#### [Data for this exercise]
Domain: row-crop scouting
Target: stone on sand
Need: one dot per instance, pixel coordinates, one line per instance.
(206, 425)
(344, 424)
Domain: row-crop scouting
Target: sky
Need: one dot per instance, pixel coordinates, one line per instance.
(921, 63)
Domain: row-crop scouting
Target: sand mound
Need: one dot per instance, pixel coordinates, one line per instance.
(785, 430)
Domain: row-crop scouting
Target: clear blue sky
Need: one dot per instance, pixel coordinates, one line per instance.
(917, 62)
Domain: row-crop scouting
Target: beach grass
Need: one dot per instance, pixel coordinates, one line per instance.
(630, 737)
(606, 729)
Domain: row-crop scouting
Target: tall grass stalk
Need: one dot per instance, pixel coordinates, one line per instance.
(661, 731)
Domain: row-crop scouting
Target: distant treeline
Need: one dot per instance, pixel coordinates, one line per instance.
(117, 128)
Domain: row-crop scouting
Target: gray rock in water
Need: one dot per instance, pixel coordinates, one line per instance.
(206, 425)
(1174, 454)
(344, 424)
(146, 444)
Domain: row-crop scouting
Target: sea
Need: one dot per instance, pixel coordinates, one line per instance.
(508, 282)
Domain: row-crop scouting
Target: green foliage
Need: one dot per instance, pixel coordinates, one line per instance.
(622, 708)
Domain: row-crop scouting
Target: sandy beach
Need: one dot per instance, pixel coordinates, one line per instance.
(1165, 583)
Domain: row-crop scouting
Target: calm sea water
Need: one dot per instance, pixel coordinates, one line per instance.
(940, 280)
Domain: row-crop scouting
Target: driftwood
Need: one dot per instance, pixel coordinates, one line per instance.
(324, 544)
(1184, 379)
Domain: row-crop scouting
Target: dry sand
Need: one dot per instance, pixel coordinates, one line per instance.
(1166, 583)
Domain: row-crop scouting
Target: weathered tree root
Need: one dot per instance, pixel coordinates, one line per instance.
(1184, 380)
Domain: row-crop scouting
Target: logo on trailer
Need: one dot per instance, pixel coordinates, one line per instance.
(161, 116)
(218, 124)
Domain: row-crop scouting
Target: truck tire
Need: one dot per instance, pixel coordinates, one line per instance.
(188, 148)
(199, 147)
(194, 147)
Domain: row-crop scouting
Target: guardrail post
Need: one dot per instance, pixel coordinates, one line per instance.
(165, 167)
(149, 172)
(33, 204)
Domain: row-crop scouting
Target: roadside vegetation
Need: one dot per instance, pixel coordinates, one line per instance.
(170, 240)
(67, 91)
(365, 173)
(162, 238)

#### [Your goal]
Determine how many lines in the listing include the string "water", and answer with that number alone.

#### [Response]
2